CHALLENGE -
Write out these data again in full, keeping the requests, but multiply every coordinate in the answers by 1.95 and round each to the nearest whole number, with halves rounded up.
++++
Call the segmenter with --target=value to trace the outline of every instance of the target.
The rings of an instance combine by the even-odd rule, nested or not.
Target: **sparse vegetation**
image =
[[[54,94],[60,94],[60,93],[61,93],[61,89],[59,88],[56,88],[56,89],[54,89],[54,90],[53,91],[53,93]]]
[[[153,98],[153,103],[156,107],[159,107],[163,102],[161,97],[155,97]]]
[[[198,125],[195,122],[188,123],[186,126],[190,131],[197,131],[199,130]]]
++++
RESPONSE TO THIS EXERCISE -
Call the segmenter with --target=value to trace the outline of every instance of the target.
The rings of an instance combine by the even-odd rule, nested or not.
Target: **sparse vegetation**
image =
[[[105,183],[117,183],[117,181],[119,181],[119,174],[115,172],[109,172],[109,174],[105,174],[105,176],[103,177],[103,181]]]
[[[298,191],[298,201],[304,209],[310,209],[318,199],[314,189],[302,189]]]
[[[386,244],[380,238],[367,240],[363,246],[371,255],[384,255],[388,254]]]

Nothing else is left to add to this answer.